* _ZUR AUFGABE_
Beantworten Sie anhand des Textes über die Bottroper Verfehlungen die folgenden Fragen:
(a) Welchen beiden Medien gegenüber äußerte sich der Gesundheitsminister?
(b) In wie vielen Fällen soll der Apotheker aus Bottrop gegen das Arzneimittelgesetz verstoßen haben?
(c) In welchem Monat und Jahr wurde der Apotheker festgenommen?

* _ÜBUNGSTEXT_

══════════════════════════════

Ärzte in der Informationspflicht

Der Gesundheitsminister verlangt nach den Bottroper Verfehlungen zudem, dass die behandelnden Ärzte ihre Patienten informieren. Wenn die Behörden die Ärzte und Krankenhäuser, die die Medikamente verabreichten, informiert hätten, sei es deren Aufgabe, ihre Patienten zu informieren, sagte er. Für einen Behandler sei es schlicht die Pflicht, dieses zu tun, erklärte er dem NDR-Magazin Panorama und dem Recherchezentrum Correctiv. Laumann will die Adressen der betroffenen Patienten ausfindig machen und dafür sorgen, dass sie informiert werden.

Dem Apotheker aus Bottrop wird vorgeworfen, von Januar 2012 bis zu seiner Festnahme im November 2016 in 61.980 Fällen gegen das Arzneimittelgesetz verstoßen zu haben. Dabei soll er unter anderem Krebsmittel mit deutlich weniger Wirkstoff als ärztlich verordnet in den Verkehr gebracht haben. Darüber hinaus geht es um eine mögliche Missachtung der vorgeschriebenen Hygiene­regeln.

══════════════════════════════

* _UNTERSUCHTE DATENSÄTZE_
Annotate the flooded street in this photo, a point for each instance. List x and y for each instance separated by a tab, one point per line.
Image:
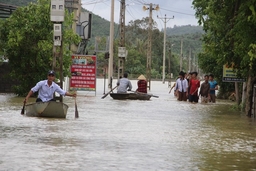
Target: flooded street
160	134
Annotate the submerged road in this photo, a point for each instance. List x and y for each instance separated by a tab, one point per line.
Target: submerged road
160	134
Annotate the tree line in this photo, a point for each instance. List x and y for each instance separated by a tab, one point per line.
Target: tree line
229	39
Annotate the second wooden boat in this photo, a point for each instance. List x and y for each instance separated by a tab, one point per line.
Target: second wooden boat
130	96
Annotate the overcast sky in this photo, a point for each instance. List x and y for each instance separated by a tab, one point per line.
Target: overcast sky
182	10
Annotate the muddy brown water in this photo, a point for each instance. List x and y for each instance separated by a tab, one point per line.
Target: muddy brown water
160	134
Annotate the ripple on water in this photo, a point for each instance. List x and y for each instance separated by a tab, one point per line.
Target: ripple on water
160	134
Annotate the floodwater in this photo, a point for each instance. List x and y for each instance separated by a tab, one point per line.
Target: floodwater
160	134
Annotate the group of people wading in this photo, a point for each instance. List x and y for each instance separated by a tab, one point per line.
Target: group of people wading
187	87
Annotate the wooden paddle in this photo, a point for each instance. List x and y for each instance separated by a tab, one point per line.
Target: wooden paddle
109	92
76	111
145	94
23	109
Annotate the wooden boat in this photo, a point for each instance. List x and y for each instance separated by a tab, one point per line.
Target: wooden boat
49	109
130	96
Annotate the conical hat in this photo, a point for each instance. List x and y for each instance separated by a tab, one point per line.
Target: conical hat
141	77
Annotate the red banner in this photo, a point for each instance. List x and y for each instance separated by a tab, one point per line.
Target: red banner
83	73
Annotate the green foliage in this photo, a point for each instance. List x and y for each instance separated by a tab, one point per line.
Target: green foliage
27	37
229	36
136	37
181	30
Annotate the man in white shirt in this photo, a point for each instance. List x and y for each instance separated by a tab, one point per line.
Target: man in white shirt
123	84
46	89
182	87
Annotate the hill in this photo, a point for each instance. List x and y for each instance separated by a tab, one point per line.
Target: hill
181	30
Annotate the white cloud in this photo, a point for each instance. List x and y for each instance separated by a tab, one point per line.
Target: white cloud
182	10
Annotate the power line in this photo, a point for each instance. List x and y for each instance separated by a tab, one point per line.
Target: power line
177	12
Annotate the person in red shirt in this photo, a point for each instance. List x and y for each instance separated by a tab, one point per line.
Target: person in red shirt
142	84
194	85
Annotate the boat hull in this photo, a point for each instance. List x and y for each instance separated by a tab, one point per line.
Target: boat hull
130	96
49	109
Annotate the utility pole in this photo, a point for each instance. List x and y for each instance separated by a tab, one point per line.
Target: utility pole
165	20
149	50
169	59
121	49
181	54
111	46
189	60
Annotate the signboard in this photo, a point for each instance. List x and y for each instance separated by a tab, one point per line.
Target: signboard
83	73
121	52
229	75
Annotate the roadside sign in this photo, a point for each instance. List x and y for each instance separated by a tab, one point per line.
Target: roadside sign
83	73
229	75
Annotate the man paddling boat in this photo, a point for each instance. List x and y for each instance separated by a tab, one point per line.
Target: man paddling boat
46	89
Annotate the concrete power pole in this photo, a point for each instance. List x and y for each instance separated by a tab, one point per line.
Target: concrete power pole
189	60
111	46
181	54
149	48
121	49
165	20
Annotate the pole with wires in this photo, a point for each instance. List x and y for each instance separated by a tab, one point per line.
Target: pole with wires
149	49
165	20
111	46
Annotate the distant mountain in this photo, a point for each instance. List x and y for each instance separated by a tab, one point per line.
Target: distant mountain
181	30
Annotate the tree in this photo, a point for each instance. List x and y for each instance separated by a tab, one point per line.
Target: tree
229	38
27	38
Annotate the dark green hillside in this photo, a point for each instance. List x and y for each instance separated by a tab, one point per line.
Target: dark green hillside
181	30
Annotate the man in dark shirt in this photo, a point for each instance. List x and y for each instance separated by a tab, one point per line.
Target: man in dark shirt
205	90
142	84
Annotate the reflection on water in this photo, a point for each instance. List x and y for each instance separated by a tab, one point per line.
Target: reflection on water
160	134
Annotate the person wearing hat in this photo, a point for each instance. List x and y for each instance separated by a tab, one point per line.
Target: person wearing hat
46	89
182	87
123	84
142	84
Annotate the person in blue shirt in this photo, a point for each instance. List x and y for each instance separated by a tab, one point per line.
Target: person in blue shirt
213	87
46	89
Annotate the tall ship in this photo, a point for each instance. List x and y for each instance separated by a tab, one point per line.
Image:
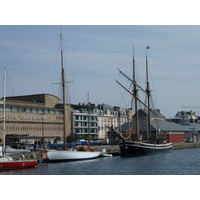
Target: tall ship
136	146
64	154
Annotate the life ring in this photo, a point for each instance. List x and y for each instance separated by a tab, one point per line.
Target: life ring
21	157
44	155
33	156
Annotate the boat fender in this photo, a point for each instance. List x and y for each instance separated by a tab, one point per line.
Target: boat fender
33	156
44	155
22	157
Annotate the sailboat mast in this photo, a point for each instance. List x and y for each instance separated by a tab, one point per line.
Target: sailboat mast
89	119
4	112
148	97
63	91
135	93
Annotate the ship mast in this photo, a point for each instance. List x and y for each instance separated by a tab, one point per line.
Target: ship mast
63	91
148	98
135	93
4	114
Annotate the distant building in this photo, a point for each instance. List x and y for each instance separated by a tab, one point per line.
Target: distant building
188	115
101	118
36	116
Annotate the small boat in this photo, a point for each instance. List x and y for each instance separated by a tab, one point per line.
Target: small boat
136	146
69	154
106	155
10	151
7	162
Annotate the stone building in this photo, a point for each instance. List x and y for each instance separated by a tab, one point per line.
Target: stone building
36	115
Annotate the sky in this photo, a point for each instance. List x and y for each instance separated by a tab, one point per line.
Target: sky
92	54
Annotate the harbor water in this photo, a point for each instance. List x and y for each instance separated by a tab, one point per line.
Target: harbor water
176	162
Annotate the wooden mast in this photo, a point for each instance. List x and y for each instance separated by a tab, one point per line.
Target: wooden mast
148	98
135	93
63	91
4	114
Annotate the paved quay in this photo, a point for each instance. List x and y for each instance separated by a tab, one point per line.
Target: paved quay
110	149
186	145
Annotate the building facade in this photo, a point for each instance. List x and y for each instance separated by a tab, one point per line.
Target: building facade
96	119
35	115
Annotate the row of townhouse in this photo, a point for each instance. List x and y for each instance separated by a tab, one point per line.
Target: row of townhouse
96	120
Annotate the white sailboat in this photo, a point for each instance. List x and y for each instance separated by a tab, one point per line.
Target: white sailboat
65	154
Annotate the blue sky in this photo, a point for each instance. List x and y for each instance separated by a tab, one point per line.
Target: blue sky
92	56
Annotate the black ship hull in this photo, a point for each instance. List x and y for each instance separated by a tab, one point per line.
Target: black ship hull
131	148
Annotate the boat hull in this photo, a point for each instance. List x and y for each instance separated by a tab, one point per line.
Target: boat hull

══════════════════════════════

* _LÖSUNG DER AUFGABE_
(a) Dem NDR-Magazin Panorama und dem Recherchezentrum Correctiv.
(b) In 61.980 Fällen.
(c) Im November 2016.